** What you are asked to do **
Return the records below exactly; pictures stay out.

========================

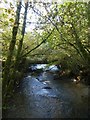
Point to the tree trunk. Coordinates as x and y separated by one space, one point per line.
6 72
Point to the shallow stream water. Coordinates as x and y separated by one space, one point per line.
44 95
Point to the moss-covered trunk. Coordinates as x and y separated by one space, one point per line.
6 72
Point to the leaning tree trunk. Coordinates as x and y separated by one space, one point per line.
6 72
18 56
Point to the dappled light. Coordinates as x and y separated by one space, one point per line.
45 58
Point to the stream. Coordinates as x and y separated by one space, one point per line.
44 95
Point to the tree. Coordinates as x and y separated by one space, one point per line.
6 72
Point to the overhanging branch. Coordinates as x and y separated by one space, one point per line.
44 40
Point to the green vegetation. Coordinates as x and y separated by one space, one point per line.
61 36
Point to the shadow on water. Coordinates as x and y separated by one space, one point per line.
41 95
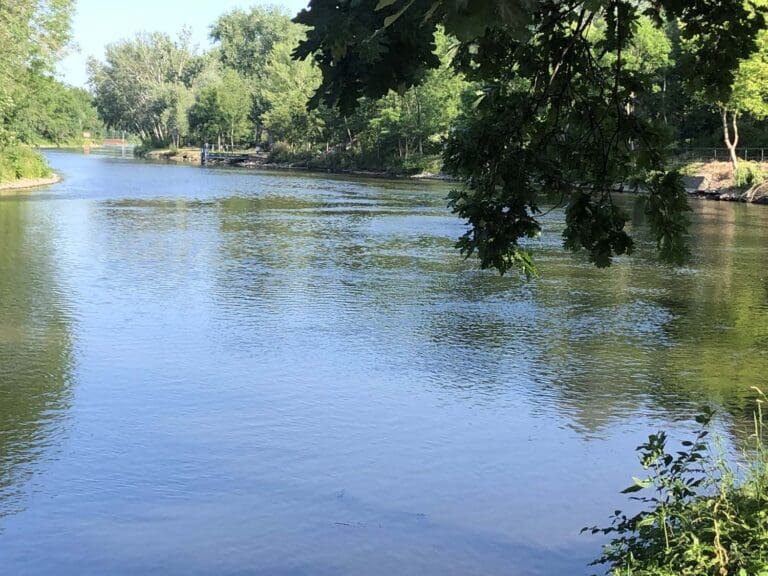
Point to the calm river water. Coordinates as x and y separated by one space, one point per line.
227 372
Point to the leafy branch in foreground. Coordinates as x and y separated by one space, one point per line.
563 104
699 519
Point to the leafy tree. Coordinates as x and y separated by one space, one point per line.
287 88
749 95
553 112
246 39
221 109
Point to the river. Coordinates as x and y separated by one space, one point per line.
212 371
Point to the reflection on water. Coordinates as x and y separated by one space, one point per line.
35 350
293 374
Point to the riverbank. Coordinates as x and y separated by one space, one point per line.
261 161
715 181
26 183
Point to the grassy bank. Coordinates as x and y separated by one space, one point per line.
19 162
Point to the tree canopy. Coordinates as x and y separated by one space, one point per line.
555 109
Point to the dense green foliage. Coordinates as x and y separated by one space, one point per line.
515 99
698 519
249 92
564 103
35 108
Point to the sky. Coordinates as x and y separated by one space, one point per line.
101 22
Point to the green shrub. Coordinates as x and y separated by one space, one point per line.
699 520
748 174
18 161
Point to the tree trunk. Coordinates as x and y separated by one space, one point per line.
731 140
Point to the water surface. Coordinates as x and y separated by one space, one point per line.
228 372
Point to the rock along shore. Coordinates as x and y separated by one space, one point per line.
25 183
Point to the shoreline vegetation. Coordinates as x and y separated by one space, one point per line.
28 183
711 180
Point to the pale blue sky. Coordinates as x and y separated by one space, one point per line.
101 22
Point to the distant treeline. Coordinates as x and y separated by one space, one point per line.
35 108
248 91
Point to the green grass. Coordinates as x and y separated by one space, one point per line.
701 515
18 161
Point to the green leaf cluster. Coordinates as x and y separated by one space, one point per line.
697 519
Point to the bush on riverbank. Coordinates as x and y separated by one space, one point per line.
749 174
700 518
18 161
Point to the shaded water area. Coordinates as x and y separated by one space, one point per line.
227 372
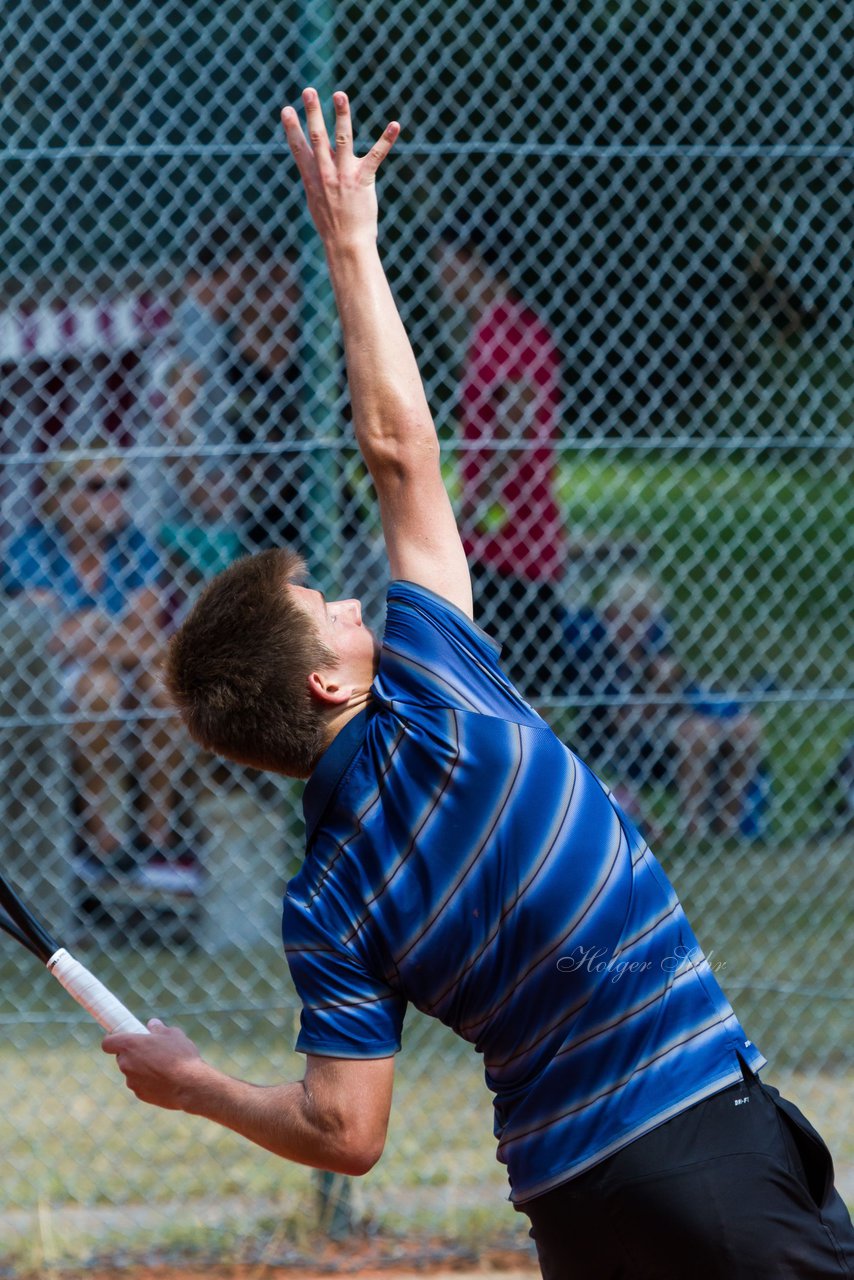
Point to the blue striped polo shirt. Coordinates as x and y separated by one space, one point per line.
462 859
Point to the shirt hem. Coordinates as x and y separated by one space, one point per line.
566 1175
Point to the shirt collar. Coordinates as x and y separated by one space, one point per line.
330 768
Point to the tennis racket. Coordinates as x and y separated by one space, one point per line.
21 924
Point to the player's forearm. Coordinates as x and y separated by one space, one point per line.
284 1119
391 415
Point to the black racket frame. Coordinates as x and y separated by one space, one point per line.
19 923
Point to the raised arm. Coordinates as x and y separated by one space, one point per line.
392 420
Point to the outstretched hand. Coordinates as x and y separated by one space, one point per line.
341 187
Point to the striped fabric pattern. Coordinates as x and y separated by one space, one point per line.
460 858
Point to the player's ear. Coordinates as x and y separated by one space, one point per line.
324 686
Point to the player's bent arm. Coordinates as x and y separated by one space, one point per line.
336 1118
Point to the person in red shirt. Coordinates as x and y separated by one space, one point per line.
510 405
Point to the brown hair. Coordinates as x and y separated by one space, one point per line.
237 667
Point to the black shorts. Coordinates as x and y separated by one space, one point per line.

========================

** Task solution **
Point to the tree trunk. Coordinates as x and y separated by one space, one point per line.
6 72
Point to the shallow stream water. Coordinates as x and y separated by one space, one point per line.
44 95
Point to the moss-covered trunk. Coordinates as x and y separated by one space, one point per line.
6 72
Point to the leaning tree trunk. Coordinates as x and y separated by one space, one point per line.
6 72
18 56
Point to the dappled light. Coordinates as x and y separated by one space, one point per line.
45 58
Point to the stream. Coordinates as x and y separated by one space, one point per line.
44 95
Point to the tree. Coordinates as x and y separated by one space, one point per line.
6 72
Point to the overhanging branch. Coordinates as x and y separated by one space, one point per line.
44 40
Point to the green vegetation. Coordinates as x and y separated by one space, one point per line.
61 36
Point to the shadow on water. Coordinates as x and y separated by one space, one point per line.
41 95
Point to the calm river water. Coordinates as x and y separated by one space, one point per line.
227 372
Point to the leafy branch in foreground. Coordinates as x and y separated by one space, one point per line.
563 104
699 519
Point to the leafy tree. Coordinates as x and y separated by one space, one point per line.
287 88
749 95
553 112
246 39
221 109
Point to the river. Coordinates as x and y separated by one space, one point per line.
212 371
Point to the reflection on water. Coordinates as x and y separated by one space, one point per line.
35 350
293 374
Point to the riverbank. Coordinates as x and y separated by one space, one point per line.
261 161
715 181
26 183
Point to the grassy bank. Coordinates as x and y separated by one space, one point per line.
19 162
Point to the tree canopy. Coordinates as x and y separated by one space, one point per line.
555 109
Point to the dense green foliage. Coordinates as x and y separated by one space, one point per line.
515 99
698 519
249 92
564 103
35 108
Point to the sky. Coordinates as x and y separated by one space, one point per line.
101 22
Point to the green shrub. Coordinates as x and y separated by one space, one point per line.
699 520
748 174
18 161
Point to the tree trunk. Coordinates as x and y separated by one space, one point per line.
731 140
Point to the water surface. Coordinates as x and y separated by one space, one point per line.
228 372
Point to the rock along shore. Coordinates as x and y separated by one space, one point per line.
25 183
Point to the shoreline vegetation. Coordinates as x and y separated by one space, one point per line.
28 183
711 180
Point to the pale blue sky. Coordinates as x and y separated by one space, one point per line.
101 22
Point to the distant treeline. Coordinates as x and y separated by one space, one point per line.
35 108
248 91
Point to the green grass. Coordinates as x and y separated by one space, one point per line.
701 515
18 161
Point to the green leaf cluster. Coordinates as x and y separated by one space, one point per line.
697 519
Point to the bush on riverbank. Coordinates as x and y separated by one space, one point per line.
749 174
700 518
18 161
Point to the shaded water area. Coordinates as x and y separated by one space, one point per line.
227 372
Point to the blue striped polo shirt. Coordinates as x and y separated by one space, one point per line.
462 859
Point to the shirt hem. Coordinates as x and y separated by one space, one point per line.
566 1175
Point to the shirt collar. Coordinates as x and y separated by one space, one point per line.
330 768
Point to the tennis racket. Coordinates as x and y separated by one space, one point per line.
21 924
Point to the player's forearm. Coordinates as x and y separated by one space, one point per line.
284 1119
391 415
Point to the black racket frame. Coordinates as x and y separated by one space, one point per line.
19 923
Point to the raised arm. Coordinates as x and y separated by one space, one point per line.
392 420
Point to the outstretched hand. Coordinates as x and y separated by one space, one point per line.
341 187
Point to the striped fabric pattern. Coordinates as x and y separated by one space, one point per line.
460 858
Point to the player's ear. Coordinates as x and y separated by one space, one point per line.
324 686
Point to the player's bent arm. Coordinates as x and y separated by one space, one point per line.
336 1118
Point to the person in red shirt. Coordinates as x and y separated by one space, one point per line.
510 405
Point to the brown hair. Coordinates as x and y separated by one space, one point per line.
237 667
Point to the black shorts. Coordinates as x and y separated by one space, one point per line.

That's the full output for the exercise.